**OBJECTIVE 1:**
According to the forum thread, which parish register does the linked test file lead to?

A test file https://test3.freereg.org.uk/freereg1_csv_files/5e45afbbe9379074c4382daf?locale=en conatins a number of different UCF and could be useful in guiding any testing

PatReynolds commented 4 years ago

@Captainkirkdawson please tell me which parish this file relates to so that I can conduct tests (using the Unique Name feature to identify what I should and shouldn't find, and data on types of records and dates.

Captainkirkdawson commented 4 years ago

@PatReynolds if you follow that link you will see that it takes you to SOMRUNBA (Captainkirk) in Parish Register of St Peter in Runnington of Somerset

Captainkirkdawson commented 4 years ago

Update document to address comments by @PatReynolds. Also added a section on how dates containing UCF will be treated in searches containing a date range https://docs.google.com/document/d/14iIoZtEjfN_CgDUwc6X9qjwUQIxsnHK568QseblTNRc/edit#

PatReynolds commented 4 years ago

Thanks, Kirk that is excellent! I got a bit lost in dates, you can tell, but otherwise great. I've suggested changing the language from talking about 'the researcher' to talking to 'you'. And a suggestion on 'nearby places' (if nearby places doesn't work as I think it does, we need to say that 'nearby places' cannot be selected).

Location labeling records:
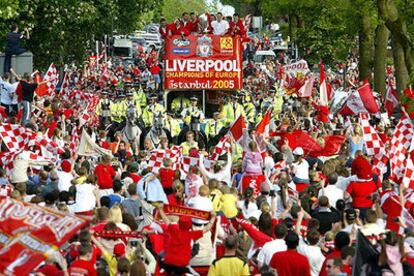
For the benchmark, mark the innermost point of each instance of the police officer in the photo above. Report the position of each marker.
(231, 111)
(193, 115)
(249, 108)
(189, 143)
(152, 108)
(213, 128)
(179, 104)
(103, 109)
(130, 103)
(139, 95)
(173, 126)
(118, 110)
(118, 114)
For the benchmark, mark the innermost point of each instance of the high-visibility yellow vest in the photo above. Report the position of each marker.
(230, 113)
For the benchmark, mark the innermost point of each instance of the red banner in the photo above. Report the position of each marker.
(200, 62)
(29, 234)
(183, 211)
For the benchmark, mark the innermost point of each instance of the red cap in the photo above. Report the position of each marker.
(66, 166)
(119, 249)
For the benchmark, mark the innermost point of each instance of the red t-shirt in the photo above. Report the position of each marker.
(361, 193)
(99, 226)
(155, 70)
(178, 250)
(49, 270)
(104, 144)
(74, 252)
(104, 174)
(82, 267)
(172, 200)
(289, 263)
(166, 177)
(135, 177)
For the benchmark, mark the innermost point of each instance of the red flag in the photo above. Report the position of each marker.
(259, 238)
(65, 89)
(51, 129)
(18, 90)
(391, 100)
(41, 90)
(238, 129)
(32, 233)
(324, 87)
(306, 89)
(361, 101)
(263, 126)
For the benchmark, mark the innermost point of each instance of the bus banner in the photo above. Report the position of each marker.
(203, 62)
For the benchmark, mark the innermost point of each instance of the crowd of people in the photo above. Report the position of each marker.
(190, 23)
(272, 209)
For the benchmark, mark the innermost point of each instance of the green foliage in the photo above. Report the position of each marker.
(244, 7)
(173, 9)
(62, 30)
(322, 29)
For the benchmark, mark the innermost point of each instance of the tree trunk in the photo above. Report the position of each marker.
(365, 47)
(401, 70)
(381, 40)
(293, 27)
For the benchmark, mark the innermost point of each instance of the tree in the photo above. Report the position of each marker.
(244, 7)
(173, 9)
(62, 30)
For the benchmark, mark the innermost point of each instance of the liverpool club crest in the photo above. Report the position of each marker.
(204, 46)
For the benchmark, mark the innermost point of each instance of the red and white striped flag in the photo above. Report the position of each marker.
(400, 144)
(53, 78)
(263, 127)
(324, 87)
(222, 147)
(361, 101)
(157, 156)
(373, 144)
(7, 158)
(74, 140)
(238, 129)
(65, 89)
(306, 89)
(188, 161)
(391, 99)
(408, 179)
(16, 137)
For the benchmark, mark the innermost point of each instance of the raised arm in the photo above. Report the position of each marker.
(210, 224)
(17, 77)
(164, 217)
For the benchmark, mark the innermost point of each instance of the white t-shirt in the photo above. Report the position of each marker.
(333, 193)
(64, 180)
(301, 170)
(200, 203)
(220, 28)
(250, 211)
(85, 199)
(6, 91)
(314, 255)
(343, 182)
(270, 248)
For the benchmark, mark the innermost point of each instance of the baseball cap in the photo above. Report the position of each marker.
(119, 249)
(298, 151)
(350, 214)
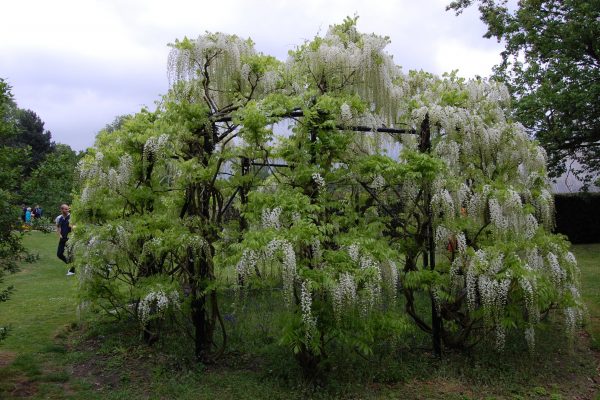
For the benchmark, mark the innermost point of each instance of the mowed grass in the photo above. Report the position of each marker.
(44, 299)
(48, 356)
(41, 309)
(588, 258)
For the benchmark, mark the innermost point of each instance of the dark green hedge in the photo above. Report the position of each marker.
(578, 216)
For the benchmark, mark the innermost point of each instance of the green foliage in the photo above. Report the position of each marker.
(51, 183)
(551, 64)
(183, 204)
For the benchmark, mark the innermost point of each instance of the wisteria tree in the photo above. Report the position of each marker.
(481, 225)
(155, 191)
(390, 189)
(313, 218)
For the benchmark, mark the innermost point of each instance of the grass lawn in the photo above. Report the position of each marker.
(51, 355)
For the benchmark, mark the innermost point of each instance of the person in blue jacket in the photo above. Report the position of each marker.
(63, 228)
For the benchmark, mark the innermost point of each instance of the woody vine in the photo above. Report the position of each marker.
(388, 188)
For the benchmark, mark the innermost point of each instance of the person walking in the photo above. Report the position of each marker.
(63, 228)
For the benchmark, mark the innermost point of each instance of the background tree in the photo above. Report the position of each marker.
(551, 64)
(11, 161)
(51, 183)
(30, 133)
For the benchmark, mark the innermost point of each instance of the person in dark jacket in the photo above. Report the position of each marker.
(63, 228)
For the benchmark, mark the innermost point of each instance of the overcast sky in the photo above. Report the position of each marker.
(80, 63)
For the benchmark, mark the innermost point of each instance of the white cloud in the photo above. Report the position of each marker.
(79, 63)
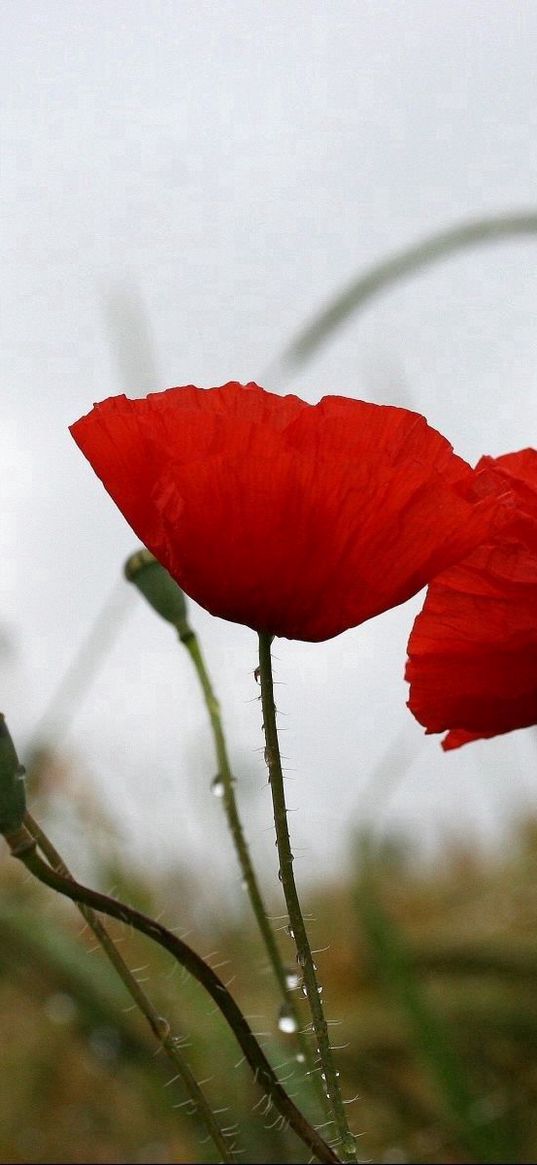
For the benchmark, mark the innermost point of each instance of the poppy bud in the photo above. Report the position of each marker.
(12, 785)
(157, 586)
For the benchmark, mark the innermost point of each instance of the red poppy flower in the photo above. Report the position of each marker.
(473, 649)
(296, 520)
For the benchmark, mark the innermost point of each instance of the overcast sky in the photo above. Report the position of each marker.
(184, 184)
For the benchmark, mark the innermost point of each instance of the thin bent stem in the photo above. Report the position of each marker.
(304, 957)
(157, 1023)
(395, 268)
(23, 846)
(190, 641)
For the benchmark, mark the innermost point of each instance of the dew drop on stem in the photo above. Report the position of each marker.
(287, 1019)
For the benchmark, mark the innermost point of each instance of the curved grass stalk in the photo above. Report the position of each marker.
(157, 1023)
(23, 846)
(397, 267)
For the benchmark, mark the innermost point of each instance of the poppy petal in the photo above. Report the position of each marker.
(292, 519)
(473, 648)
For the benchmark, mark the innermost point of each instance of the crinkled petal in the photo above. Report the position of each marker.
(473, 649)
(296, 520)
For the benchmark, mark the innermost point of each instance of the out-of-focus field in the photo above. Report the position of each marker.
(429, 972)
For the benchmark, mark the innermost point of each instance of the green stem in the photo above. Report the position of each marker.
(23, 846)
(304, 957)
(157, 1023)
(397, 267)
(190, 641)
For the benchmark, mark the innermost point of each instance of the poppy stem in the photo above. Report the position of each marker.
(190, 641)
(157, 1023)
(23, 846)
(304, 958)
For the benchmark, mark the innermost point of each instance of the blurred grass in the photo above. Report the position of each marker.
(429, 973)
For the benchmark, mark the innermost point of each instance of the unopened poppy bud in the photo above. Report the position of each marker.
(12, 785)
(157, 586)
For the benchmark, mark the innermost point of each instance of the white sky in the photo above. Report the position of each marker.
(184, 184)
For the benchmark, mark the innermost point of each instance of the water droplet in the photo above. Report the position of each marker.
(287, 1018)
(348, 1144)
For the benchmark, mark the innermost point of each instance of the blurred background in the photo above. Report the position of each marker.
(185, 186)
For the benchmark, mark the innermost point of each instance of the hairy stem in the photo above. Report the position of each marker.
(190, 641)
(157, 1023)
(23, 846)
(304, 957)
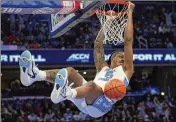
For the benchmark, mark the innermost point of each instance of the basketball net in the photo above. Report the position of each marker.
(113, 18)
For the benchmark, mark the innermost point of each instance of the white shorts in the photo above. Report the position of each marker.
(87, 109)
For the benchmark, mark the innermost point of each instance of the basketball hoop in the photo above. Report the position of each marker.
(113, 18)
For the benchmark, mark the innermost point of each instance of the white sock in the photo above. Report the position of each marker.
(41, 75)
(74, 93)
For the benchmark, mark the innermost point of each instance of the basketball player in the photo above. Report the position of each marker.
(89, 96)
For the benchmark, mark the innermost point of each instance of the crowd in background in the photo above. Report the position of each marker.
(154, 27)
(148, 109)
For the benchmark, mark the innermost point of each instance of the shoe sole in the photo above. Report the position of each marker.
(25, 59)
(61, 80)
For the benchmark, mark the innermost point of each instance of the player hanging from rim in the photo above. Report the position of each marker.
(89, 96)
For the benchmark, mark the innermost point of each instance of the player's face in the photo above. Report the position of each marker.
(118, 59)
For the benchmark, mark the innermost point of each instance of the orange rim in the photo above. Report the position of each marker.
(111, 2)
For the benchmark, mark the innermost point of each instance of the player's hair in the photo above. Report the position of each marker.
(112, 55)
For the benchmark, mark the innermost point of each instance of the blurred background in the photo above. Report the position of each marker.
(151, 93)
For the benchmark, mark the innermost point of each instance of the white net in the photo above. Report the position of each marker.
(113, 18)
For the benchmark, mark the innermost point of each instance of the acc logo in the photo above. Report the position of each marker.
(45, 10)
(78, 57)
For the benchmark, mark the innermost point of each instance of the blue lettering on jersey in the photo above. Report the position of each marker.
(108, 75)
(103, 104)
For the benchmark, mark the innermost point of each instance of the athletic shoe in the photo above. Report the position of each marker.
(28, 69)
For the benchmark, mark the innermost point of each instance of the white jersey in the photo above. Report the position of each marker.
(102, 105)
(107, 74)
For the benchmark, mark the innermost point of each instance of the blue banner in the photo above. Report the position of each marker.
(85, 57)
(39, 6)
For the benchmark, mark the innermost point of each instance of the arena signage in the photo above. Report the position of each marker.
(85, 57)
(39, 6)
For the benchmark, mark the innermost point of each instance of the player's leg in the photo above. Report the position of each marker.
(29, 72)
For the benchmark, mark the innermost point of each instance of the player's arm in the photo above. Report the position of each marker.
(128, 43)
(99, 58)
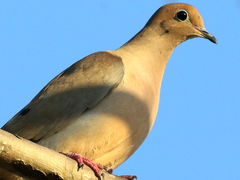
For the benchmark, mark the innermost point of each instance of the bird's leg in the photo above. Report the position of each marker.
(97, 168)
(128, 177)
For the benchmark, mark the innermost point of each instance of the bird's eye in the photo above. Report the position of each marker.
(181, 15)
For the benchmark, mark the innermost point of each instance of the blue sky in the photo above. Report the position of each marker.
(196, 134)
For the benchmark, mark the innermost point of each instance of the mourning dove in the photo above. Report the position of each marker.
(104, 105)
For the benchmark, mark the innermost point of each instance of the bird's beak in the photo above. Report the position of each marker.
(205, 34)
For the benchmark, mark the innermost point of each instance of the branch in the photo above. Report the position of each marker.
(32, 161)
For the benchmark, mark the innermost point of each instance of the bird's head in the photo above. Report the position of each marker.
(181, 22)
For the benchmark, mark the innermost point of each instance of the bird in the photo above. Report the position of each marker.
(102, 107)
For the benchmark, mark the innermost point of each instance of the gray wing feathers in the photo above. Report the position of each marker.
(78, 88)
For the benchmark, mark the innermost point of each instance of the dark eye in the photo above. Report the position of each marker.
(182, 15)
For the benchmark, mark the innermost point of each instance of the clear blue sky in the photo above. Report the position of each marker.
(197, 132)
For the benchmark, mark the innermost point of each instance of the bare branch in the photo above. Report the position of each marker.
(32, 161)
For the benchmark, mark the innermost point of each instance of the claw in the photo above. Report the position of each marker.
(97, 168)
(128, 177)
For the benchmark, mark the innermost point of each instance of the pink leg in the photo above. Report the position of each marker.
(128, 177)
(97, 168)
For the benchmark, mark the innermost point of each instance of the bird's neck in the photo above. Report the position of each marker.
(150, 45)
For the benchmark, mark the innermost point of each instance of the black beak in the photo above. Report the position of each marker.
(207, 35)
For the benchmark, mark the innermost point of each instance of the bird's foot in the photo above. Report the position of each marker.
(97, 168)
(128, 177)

**OBJECTIVE 2:**
Rewrite the location labeling rows, starting with the line that contains "of the black" and going on through the final line of the rows, both ends included. Multiply every coordinate in the answers by 0.9, round each result to a whole number with halves rounded up, and give only those lines, requests included.

**RESULT 1:**
The Parish Register of St Peter in Runnington of Somerset.

**RESULT 2:**
For the benchmark, mark the innermost point of each instance of the black beak in the photo above. Report the position of each marker.
(186, 32)
For the benchmark, mark the innermost point of each instance of the bird's foot in the photo above. Report the position of each marker.
(87, 151)
(115, 159)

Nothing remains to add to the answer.